■ **What to do**:
The response should contain all of the data below, reproduced exactly, and no pictures.

■ **Entries provided**:
════════════════════
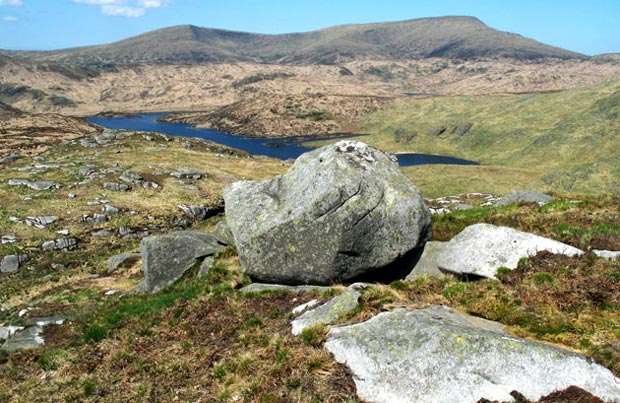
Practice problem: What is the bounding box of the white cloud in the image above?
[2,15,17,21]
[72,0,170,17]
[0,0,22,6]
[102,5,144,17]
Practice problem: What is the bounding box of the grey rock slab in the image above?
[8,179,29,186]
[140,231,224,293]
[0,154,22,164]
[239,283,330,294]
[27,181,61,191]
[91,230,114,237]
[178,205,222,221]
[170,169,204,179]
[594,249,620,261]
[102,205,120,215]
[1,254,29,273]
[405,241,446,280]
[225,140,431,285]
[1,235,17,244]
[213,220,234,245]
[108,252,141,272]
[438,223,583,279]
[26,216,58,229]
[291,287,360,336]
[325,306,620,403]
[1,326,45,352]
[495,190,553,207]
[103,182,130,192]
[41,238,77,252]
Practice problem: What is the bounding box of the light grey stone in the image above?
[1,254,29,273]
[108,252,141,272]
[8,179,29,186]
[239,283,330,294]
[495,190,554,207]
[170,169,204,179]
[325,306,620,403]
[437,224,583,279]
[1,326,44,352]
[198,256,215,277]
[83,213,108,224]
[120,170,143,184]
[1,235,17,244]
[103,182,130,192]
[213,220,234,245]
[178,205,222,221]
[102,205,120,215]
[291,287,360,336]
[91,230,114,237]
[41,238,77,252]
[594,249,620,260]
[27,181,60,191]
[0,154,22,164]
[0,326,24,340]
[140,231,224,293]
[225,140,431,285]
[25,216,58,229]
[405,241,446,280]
════════════════════
■ **Task result**:
Practice problem: What is the bounding box of the white cloud in the image above?
[2,15,17,21]
[72,0,170,17]
[0,0,22,6]
[102,5,144,17]
Practice problem: What is the bounding box of the grey rock slab in the image above?
[8,179,29,186]
[140,231,224,293]
[0,154,22,164]
[239,283,330,294]
[27,181,61,191]
[91,230,114,237]
[178,205,222,221]
[170,169,204,179]
[594,249,620,261]
[102,205,120,215]
[1,254,29,273]
[405,241,446,280]
[225,140,431,285]
[1,235,17,244]
[213,220,234,245]
[108,252,141,272]
[438,223,583,279]
[26,216,58,229]
[291,287,360,336]
[325,306,620,403]
[1,326,45,352]
[495,190,553,207]
[103,182,130,192]
[41,238,77,252]
Practice problem: What is the bounding box of the light grey stone in the image above?
[1,254,29,273]
[108,252,141,272]
[8,179,29,186]
[239,283,330,294]
[495,190,554,207]
[170,169,204,179]
[325,306,620,403]
[437,224,583,279]
[1,326,44,352]
[198,256,215,277]
[83,213,108,224]
[120,170,143,184]
[1,235,17,244]
[103,182,130,192]
[213,220,234,245]
[178,205,222,221]
[102,205,120,215]
[291,287,360,336]
[91,230,114,237]
[41,238,77,252]
[594,249,620,260]
[27,181,60,191]
[0,154,22,164]
[0,326,24,340]
[140,231,224,293]
[225,140,431,285]
[25,216,58,229]
[405,241,446,280]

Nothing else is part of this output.